* _TO BE DONE_
Edit the lines below so that "chopped" becomes "crushed", keeping everything else the same.
## START
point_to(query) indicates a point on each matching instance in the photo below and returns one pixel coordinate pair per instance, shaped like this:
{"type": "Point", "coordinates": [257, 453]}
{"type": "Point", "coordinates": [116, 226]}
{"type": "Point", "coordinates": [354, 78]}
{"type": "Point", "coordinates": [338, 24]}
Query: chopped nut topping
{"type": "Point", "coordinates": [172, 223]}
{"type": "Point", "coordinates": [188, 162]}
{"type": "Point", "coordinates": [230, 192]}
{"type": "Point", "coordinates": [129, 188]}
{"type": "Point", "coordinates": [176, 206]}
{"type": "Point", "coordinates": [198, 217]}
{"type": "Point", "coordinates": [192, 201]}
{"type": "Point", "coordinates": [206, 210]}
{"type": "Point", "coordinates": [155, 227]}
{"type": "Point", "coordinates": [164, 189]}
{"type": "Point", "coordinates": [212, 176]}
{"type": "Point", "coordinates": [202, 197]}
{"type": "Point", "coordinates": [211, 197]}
## END
* _WORKED ANSWER_
point_to(query) indicates a point on each matching instance in the photo below and returns one pixel coordinate pair per instance, shaped like this:
{"type": "Point", "coordinates": [257, 453]}
{"type": "Point", "coordinates": [116, 226]}
{"type": "Point", "coordinates": [354, 78]}
{"type": "Point", "coordinates": [338, 24]}
Query: crushed nut topping
{"type": "Point", "coordinates": [172, 223]}
{"type": "Point", "coordinates": [188, 162]}
{"type": "Point", "coordinates": [230, 192]}
{"type": "Point", "coordinates": [129, 188]}
{"type": "Point", "coordinates": [176, 206]}
{"type": "Point", "coordinates": [198, 217]}
{"type": "Point", "coordinates": [192, 201]}
{"type": "Point", "coordinates": [206, 210]}
{"type": "Point", "coordinates": [155, 227]}
{"type": "Point", "coordinates": [164, 189]}
{"type": "Point", "coordinates": [212, 176]}
{"type": "Point", "coordinates": [202, 197]}
{"type": "Point", "coordinates": [211, 197]}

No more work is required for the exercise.